[Stored dataset items]
————————

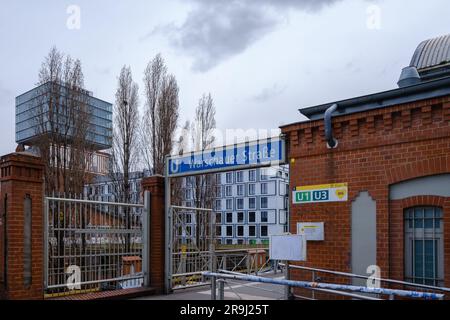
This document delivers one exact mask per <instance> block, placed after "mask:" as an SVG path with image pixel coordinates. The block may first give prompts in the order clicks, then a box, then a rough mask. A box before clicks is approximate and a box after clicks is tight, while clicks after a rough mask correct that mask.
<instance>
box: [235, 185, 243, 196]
mask: <svg viewBox="0 0 450 320" xmlns="http://www.w3.org/2000/svg"><path fill="white" fill-rule="evenodd" d="M237 195H238V196H240V197H242V196H243V195H244V185H243V184H239V185H238V186H237Z"/></svg>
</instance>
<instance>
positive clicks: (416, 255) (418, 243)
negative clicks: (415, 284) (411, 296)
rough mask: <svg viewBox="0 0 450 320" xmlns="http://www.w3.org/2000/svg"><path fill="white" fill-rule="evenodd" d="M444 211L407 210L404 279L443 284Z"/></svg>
mask: <svg viewBox="0 0 450 320" xmlns="http://www.w3.org/2000/svg"><path fill="white" fill-rule="evenodd" d="M443 230H444V226H443V219H442V208H439V207H431V206H430V207H413V208H408V209H406V210H405V280H406V281H411V282H415V283H420V284H426V285H433V286H443V285H444V241H443Z"/></svg>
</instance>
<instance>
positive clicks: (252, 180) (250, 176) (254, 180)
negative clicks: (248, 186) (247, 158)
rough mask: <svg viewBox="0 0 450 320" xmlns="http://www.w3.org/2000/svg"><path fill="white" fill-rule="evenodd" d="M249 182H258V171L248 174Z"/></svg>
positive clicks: (251, 170)
mask: <svg viewBox="0 0 450 320" xmlns="http://www.w3.org/2000/svg"><path fill="white" fill-rule="evenodd" d="M248 181H256V170H250V171H249V172H248Z"/></svg>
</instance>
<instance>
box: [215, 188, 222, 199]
mask: <svg viewBox="0 0 450 320" xmlns="http://www.w3.org/2000/svg"><path fill="white" fill-rule="evenodd" d="M221 197H222V187H221V186H216V198H221Z"/></svg>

————————

• _HOW TO COMPLETE THIS TASK_
Return the lines of the items from their start through the line that contains "box: [235, 185, 243, 196]", including both ends. Leave the pictures out of your answer.

• _SOLUTION BELOW_
This document delivers one exact mask per <instance> block, placed after "mask:" as an SVG path with image pixel coordinates. The block may first give prompts in the order clicks, then a box, then a rough mask. A box before clicks is approximate and a box after clicks is tight, while clicks after a rough mask correct that mask.
<instance>
box: [235, 185, 243, 196]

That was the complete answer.